Report each line of the data below in which "white" appears.

(Stored data entries)
☆ ☆ ☆ ☆ ☆

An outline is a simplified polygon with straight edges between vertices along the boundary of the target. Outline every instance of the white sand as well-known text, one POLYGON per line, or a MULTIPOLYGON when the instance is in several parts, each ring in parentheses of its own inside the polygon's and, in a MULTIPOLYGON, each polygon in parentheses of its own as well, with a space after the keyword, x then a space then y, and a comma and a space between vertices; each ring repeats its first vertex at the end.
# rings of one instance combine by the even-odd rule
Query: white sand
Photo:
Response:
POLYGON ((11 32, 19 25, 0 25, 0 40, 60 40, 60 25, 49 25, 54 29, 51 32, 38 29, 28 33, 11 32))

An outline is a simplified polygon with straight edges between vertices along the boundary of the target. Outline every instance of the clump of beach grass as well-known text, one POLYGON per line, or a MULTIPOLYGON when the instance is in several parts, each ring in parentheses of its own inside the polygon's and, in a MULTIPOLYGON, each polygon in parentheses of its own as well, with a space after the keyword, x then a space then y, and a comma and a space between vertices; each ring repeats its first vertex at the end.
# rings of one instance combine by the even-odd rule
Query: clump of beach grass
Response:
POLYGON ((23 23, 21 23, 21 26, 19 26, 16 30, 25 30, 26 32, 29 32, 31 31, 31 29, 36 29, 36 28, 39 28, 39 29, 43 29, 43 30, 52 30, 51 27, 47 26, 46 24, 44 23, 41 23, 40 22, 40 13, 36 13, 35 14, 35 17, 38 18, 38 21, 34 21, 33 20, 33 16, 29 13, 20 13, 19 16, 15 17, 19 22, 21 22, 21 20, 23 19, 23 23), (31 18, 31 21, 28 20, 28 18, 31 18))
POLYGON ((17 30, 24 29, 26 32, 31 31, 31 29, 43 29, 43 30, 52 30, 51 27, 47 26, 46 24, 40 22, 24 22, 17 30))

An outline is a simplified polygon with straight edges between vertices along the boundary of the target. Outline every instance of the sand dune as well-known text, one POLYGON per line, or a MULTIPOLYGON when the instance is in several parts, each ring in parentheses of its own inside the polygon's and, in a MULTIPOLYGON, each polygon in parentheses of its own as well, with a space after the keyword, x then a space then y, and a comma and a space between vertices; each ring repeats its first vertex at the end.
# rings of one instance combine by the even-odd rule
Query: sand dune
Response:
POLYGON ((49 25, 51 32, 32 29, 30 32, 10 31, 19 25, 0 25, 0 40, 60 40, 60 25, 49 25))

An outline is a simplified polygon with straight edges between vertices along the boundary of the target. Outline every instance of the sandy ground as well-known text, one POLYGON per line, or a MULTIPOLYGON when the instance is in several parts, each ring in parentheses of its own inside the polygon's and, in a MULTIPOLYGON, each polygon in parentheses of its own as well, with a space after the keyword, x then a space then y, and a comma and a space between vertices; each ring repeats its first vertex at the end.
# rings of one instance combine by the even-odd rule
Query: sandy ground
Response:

☆ ☆ ☆ ☆ ☆

### WRITTEN ANSWER
An outline is a simplified polygon with straight edges between vertices along the boundary of the target. Outline every instance of the white sand as well-known text, one POLYGON per line, or a MULTIPOLYGON when the instance is in several parts, each ring in parentheses of its own inside the polygon's and, in a MULTIPOLYGON, each polygon in parentheses of its own as well, with a space after the keyword, x then a space then y, and a comma and a space between vertices; each ring repeats its first vertex at the end.
Query: white sand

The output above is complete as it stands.